QUESTIONS TO ANSWER -
1. According to the passage about Beale, where did the money from his $45,000 fine go?
2. Write the next part of the passage about Beale's disciplinary and legal cases, picking up after its final sentence.

Reports had appeared in the media that some players had become uneasy with Patston's role in the team and how much power McKenzie had given her, and some believed she wasn't qualified for the position she had, particularly following the revelation that Patston had input into the player disciplinary measures that occurred on the 2013 Spring Tour. McKenzie was questioned at a press conference about whether he had lost the confidence of the players, and was even forced to deny being in an extramarital affair with Patston. Michael Hooper and Adam Ashley-Cooper came out and backed Beale to remain with Australia and Rugby Union, while Christian Lealiifano and Quade Cooper joined McKenzie in backing Di Patston. McKenzie announced his resignation as coach of Australia after the final Bledisloe test.

From the outcome of the independent tribunal, Beale admitted to sending an offensive photo and was fined $45,000 for a serious violation of the ARU Code of Conduct. Beale's entire fine went to the Lloyd McDermott Development Team, Australian rugby's indigenous talent unit.

===Sexual assault allegations===
In January 2023, Beale was charged with sexual assault of a woman in Sydney, and was found not guilty by a jury on 9 February 2024.

On 20 January 2023, it was revealed that Beale was stopped by the New South Wales Police Force in Kingsford in Sydney's Eastern Suburbs on the same day (Friday, 20 January) following a training session with the New South Wales Waratahs. Beale was taken to a police station in Waverley for questioning over an alleged incident he was involved in with a 28-year-old woman that took place on 17 December 2022 at the Beach Road Hotel in Sydney's Eastern Suburb of Bondi. Beale was refused bail to appear in Parramatta bail court the following day (21 January) after being charged with "two counts of sexually touching another person without consent, inciting another to sexually touch them without consent and sexual intercourse without consent." On 21 January, Beale denied the charges and was granted bail, however he was ordered to surrender his passport, not contact witnesses and to report to police daily.

On the same day, Beale was charged (20 January), Rugby Australia (RA), Beale's employer, had released a statement confirming that Beale has "been suspended from all forms of Rugby with immediate effect pending the conclusion of legal proceedings, as well as Rugby Australia's own investigations."

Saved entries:
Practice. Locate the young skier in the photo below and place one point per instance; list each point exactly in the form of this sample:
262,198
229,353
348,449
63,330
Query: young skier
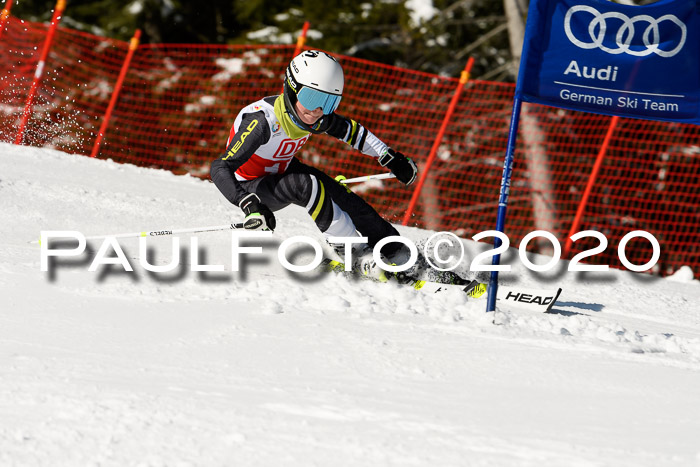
259,173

YOUR WRITTEN ANSWERS -
1. The entire fine went to the Lloyd McDermott Development Team, Australian rugby's indigenous talent unit.

2.
After Beale's legal proceedings continued in the Waverley Local Court throughout March and April, in which Beale was not required to attend, on 15 June, he entered a not guilty plea to all three charges brought against him (one of the prior charges being withdrawn) after appearing at the Downing Centre Local Court. Beale stated outside court: "I am devastated to be here. The allegation has been falsely [made] against me and the truth will come out." later Beale again entered a not guilty plea to all three charges brought against him at Downing Centre Local Court. Beale once again plead not guilty in another court appearance late in 2023 (December), before attending court again in January 2024, being informed that a trial before a jury would commence the following week (22 January 2024). Guardian Australia reported on the following day (23 January) that “The trial is expected to sit for the next three weeks with a jury of seven women and five men hearing opening addresses from the prosecution and defence on Tuesday [23 January],” with the prosecutor telling the jury that the “primary issue in the trial will be whether or not the woman consented...”

In early 2024, after a 12-day long trial, on 9 February 2024 a jury deliberated for about an hour before finding Beale not guilty of all charges. Beale, hand-in-hand with wife Maddi, told reporters outside of court that “I’ve always maintained my innocence...My family and I have suffered a terrible year, and I’m so glad that the truth has come out”. His lawyer told the media “Justice was certainly done, and swiftly”.